▶ **Job**
Please retype the records below word for word, starting at the line that contains "Could you please put a dot on the water in" and continuing through the end of the records, both ends included.

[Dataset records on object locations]

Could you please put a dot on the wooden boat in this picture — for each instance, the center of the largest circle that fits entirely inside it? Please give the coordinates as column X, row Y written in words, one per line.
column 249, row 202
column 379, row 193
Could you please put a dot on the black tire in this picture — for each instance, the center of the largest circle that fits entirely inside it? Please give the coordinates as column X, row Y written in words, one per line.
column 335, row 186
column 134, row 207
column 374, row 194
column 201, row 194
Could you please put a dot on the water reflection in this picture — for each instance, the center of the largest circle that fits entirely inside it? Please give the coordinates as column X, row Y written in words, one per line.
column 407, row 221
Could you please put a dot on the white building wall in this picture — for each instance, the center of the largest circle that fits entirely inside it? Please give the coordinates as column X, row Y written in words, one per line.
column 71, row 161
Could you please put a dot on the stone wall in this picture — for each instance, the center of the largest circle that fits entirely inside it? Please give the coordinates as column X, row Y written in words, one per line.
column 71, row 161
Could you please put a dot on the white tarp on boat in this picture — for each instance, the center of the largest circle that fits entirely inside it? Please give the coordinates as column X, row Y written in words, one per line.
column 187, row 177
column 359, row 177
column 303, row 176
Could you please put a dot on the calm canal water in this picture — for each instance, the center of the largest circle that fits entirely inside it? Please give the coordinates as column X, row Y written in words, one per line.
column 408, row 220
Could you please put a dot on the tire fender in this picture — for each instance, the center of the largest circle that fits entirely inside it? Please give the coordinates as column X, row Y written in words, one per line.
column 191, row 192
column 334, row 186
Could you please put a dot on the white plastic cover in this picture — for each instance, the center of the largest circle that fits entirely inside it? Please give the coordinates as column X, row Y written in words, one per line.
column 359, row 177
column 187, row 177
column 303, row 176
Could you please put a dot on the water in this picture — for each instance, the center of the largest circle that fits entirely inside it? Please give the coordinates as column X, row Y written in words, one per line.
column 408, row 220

▶ **The result**
Could you please put a dot on the water in this picture — for each instance, the center of the largest circle that fits entirely inside it? Please give the coordinates as column X, row Y written in words, one per line.
column 408, row 220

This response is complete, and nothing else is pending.